▶ Given exercise
Can you convert the records below into a JSON list of strings, one string per line with blank lines dropped, beginning at the line that contains "of the gravel" and running through the last line of the records?

▶ Record excerpts
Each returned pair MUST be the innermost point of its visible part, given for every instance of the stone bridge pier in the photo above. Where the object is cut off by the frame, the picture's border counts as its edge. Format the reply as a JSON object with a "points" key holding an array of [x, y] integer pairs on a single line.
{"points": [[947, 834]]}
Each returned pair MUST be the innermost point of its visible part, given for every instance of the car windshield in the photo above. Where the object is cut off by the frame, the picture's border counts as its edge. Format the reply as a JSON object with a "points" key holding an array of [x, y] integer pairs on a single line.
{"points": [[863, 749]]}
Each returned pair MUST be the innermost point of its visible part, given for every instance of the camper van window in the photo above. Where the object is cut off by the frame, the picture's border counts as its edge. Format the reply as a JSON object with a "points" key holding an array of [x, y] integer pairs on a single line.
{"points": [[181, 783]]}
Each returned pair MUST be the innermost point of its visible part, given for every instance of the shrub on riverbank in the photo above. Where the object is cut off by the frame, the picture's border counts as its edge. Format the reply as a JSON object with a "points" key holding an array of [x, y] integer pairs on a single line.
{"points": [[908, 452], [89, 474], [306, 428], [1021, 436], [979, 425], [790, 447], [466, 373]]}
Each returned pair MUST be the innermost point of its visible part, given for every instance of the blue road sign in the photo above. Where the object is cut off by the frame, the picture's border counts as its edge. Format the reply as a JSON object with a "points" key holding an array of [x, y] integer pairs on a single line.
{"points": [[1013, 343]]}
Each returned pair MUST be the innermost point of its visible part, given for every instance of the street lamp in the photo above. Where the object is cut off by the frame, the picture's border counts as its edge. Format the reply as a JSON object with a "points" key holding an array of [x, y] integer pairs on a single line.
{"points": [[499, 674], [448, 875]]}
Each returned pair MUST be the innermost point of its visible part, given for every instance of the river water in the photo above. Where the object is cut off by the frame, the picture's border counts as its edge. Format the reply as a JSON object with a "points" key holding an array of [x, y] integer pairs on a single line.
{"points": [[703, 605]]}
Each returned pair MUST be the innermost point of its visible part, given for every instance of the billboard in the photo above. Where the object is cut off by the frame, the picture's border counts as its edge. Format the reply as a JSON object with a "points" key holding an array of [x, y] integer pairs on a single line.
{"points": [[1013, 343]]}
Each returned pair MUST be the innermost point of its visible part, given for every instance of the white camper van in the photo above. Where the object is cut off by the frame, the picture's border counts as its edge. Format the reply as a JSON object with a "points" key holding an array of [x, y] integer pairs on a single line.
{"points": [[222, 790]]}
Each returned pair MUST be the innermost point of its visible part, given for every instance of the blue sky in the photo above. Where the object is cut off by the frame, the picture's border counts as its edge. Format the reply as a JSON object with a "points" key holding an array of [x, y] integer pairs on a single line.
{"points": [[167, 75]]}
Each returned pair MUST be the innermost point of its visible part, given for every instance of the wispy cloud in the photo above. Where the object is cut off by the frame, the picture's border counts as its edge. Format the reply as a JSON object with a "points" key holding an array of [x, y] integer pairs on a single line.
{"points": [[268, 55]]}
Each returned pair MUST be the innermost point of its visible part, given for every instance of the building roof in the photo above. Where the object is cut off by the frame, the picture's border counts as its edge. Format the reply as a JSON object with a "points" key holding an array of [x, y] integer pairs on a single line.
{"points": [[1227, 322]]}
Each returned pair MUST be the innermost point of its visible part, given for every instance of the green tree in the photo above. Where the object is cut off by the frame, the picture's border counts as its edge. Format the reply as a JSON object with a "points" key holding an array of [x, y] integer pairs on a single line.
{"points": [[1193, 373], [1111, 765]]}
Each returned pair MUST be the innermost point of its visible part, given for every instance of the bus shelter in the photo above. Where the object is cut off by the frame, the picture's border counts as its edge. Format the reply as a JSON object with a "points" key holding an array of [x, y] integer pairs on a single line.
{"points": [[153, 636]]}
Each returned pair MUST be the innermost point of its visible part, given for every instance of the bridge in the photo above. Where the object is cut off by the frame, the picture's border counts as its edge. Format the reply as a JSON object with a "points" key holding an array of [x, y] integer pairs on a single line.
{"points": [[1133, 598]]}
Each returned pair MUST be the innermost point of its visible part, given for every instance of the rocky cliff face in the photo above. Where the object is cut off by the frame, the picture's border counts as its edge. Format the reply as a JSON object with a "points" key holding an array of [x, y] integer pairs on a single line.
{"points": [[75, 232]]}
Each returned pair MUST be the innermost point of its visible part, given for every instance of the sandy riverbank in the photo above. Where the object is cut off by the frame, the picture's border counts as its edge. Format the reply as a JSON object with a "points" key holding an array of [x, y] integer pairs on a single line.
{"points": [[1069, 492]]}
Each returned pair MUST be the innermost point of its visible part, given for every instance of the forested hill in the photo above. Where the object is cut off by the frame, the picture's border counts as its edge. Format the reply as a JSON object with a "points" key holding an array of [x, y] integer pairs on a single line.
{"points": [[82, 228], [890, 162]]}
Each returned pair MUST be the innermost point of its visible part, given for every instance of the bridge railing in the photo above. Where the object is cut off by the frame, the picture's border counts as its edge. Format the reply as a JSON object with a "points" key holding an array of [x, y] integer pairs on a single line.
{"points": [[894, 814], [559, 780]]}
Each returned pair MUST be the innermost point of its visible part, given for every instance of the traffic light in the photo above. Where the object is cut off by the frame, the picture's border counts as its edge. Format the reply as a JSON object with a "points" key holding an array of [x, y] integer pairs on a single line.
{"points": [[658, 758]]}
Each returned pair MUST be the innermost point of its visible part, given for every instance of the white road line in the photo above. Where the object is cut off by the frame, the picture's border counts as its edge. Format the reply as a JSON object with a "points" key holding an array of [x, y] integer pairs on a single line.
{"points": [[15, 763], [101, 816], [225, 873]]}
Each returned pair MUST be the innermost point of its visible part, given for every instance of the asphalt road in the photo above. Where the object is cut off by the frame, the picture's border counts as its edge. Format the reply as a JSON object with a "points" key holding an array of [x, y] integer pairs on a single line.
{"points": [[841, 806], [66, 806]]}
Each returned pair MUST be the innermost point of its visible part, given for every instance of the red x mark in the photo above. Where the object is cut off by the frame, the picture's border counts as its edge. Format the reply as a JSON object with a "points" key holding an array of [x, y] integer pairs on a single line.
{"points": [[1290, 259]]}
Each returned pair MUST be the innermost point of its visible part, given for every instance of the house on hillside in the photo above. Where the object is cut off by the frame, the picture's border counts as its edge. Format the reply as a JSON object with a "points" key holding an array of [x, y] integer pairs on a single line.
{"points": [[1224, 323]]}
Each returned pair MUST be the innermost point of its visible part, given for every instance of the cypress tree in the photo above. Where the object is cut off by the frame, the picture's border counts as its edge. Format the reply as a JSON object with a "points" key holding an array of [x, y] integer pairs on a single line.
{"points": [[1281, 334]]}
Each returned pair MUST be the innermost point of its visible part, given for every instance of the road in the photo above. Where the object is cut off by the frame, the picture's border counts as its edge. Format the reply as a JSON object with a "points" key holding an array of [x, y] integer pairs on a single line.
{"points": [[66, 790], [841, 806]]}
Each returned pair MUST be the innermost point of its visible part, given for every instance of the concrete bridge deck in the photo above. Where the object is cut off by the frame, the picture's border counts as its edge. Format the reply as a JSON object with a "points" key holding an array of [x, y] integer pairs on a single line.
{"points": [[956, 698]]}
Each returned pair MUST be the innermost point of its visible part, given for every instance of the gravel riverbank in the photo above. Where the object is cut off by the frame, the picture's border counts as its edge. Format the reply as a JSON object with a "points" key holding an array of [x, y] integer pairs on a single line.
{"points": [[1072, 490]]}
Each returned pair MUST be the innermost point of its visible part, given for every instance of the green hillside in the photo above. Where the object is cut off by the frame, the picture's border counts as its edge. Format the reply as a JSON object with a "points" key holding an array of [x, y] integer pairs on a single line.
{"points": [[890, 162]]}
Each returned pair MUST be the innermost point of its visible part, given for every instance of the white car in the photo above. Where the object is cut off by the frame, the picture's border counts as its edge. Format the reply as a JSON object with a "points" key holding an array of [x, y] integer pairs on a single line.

▶ Response to this exercise
[
  "Each returned pair MUST be the innermost point of its visible part, given for every instance of the gravel riverbank in the photo above. Where the object is cut off by the frame, the picture's border counts as its edge. Format the reply as a JSON object with a \"points\" key holding an array of [x, y] integer pairs on a single line.",
  "{\"points\": [[1072, 490]]}",
  "Each returned pair MUST be the innermost point of its visible part, given for every instance of the green hillside in the photo above. Where the object is cut off by the frame, the picture's border counts as its edge. Format the reply as a JSON object with a \"points\" key holding an array of [x, y] integer pairs on a single line.",
  "{\"points\": [[890, 162]]}",
  "Each returned pair MUST be the innermost point of its visible part, given for every instance of the white car in the photo above. Where the object is cut off by the frame, the picture's border counts as its edge. Format the reply as a JSON object with a \"points\" key holding an array of [x, y] integer pairs on a single line."
]